▶ Listed records
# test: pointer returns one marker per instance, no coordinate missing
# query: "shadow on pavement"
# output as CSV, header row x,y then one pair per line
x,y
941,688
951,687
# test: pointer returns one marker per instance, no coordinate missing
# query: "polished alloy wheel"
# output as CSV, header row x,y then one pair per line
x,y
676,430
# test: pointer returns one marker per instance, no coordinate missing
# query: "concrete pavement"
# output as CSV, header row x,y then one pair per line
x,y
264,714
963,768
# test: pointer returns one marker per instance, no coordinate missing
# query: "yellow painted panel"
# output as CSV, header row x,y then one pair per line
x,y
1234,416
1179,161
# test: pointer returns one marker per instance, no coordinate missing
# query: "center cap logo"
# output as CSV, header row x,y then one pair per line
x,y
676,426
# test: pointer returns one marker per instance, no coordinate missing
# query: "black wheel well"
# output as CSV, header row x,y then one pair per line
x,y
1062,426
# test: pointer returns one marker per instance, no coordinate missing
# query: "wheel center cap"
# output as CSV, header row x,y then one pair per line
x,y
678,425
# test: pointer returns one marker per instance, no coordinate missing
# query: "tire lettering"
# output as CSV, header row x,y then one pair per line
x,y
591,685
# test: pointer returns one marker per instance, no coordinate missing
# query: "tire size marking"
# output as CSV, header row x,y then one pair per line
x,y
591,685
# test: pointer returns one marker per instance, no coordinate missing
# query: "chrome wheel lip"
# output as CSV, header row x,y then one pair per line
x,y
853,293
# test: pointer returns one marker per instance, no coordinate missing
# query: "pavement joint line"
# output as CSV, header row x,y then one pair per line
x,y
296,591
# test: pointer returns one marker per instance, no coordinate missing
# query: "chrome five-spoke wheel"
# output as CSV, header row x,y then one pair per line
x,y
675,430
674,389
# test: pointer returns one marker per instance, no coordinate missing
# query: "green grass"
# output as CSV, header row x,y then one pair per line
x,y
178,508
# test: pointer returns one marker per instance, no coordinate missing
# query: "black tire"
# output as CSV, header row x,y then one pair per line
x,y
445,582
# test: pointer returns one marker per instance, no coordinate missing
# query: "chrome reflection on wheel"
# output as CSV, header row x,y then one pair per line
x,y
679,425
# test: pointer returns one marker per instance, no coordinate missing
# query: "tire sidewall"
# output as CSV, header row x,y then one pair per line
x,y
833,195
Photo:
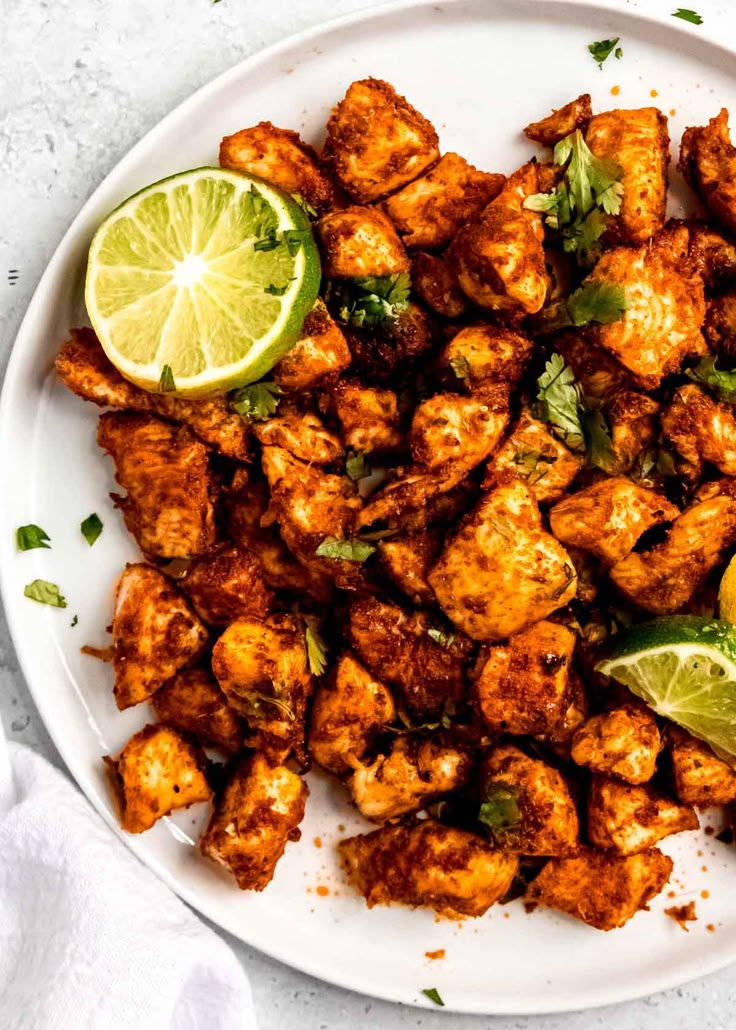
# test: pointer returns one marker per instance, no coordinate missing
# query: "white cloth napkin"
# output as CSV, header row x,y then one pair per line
x,y
90,939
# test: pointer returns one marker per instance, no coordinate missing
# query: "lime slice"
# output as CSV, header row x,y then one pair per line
x,y
209,274
685,668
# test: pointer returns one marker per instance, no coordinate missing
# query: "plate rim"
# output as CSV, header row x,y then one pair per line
x,y
605,996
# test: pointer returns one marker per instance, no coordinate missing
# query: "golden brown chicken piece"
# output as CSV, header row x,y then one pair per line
x,y
302,434
454,872
282,159
663,318
499,259
359,241
707,159
261,666
501,571
166,472
561,123
193,702
413,774
700,428
664,579
638,142
532,454
369,416
321,351
608,517
632,819
526,804
156,771
377,142
523,686
83,367
397,648
428,212
434,282
700,777
350,709
225,586
154,633
601,888
624,743
256,816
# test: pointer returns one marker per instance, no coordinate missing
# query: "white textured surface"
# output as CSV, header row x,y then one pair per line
x,y
81,80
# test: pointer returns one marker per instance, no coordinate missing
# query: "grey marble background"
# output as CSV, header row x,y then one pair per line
x,y
81,81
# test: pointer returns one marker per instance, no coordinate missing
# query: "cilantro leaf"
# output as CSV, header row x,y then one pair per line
x,y
45,593
257,402
91,528
30,537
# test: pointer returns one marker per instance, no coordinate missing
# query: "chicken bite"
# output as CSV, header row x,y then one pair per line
x,y
193,702
280,157
601,888
523,686
166,472
632,819
350,709
377,142
154,633
526,804
429,211
501,571
624,743
156,771
256,816
454,872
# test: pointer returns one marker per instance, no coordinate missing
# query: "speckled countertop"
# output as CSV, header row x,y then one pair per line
x,y
80,81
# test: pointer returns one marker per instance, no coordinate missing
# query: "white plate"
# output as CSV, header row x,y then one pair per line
x,y
480,71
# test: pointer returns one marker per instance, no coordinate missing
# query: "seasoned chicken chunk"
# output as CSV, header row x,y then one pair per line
x,y
377,142
665,578
561,123
156,771
526,804
501,571
83,367
256,816
532,454
350,709
228,585
624,743
632,819
356,242
454,872
523,686
707,159
282,159
414,773
261,667
700,777
166,472
193,702
608,517
429,211
154,633
663,317
499,258
601,888
638,142
369,416
397,647
321,351
700,428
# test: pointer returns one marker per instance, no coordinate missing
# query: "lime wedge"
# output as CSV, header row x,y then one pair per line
x,y
205,277
685,668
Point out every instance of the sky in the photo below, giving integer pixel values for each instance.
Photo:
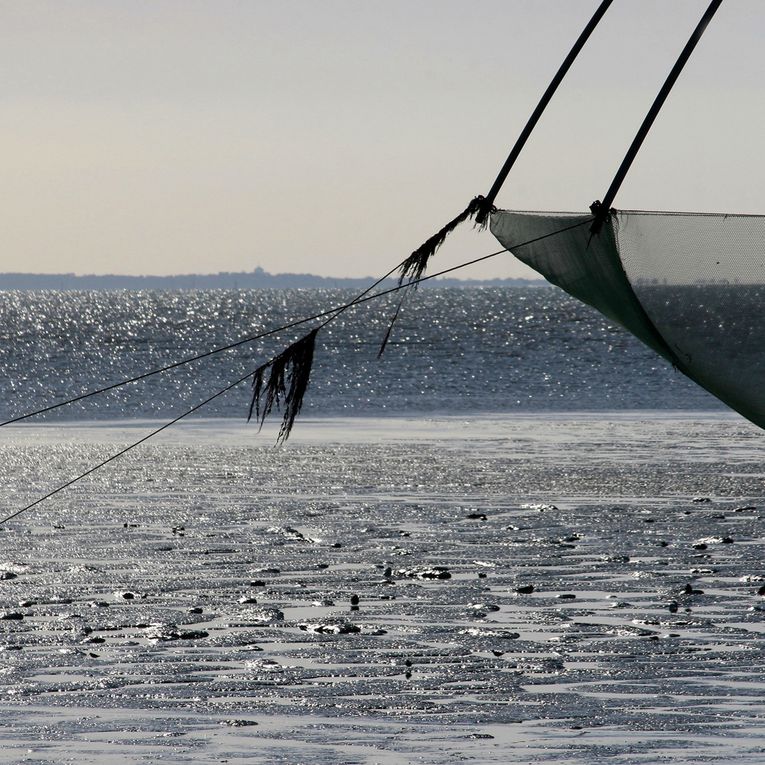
(334, 136)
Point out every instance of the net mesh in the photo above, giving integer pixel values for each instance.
(689, 285)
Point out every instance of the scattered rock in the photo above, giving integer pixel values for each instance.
(426, 572)
(166, 632)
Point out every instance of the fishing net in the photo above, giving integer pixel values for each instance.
(691, 286)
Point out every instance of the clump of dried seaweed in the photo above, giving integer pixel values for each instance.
(282, 382)
(414, 267)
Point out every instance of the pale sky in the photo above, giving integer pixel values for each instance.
(334, 136)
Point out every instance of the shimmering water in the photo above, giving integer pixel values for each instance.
(453, 350)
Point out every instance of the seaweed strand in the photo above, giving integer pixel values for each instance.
(282, 383)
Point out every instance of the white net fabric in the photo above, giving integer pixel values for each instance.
(691, 286)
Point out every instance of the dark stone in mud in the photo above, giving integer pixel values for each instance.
(432, 572)
(483, 606)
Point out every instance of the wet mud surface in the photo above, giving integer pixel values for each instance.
(567, 590)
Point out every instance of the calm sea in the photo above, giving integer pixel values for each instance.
(455, 351)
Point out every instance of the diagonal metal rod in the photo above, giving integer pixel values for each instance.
(601, 208)
(488, 202)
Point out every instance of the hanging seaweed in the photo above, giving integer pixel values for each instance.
(414, 267)
(285, 384)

▶ Exercise goal
Copy everything from the line containing "Point out every instance of the scattered" down to the end of the material, replacing "seaweed" with "kelp" and leaving everything else unchanged.

▶ Exercise output
Point out every instance of the scattered rock in the photo above, giving integer pixel values for each instance.
(426, 572)
(166, 632)
Point out every instance of the fishing net in the photo above, giving integer pixel values for each instance.
(691, 286)
Point out every instance of the clump of dried kelp in the photo above, giving integer pixel values for each instance.
(282, 382)
(414, 267)
Point out every instance of the pale sky in the photo above, giving integer pixel values for each instance.
(334, 136)
Point out every instance of the shimmering water in the photo above, giving integer pixel values for each instance.
(453, 350)
Point out every instance of the kelp strand in the photo above, giving integer pixel values for each instance.
(282, 383)
Point out every instance of the white net fabric in the photo above, giving integer pixel values for each instance.
(691, 286)
Point out every instance of the dark stone in mud in the photo above, giving integer pixel values for each instance.
(432, 572)
(483, 606)
Point out every instance of the wet mud surface in the photo above, giving integer pixel values for each instance.
(567, 590)
Point out every instance of the calm sea in the photo above, giving integer pixel values for each instance.
(455, 351)
Point out every instance of the diagonal metal rod in the photo above, giving integer pixel values for each instance.
(601, 208)
(488, 202)
Point out every instance of the hanging kelp in the photo above, giving integer pixel values for each instance.
(414, 267)
(285, 384)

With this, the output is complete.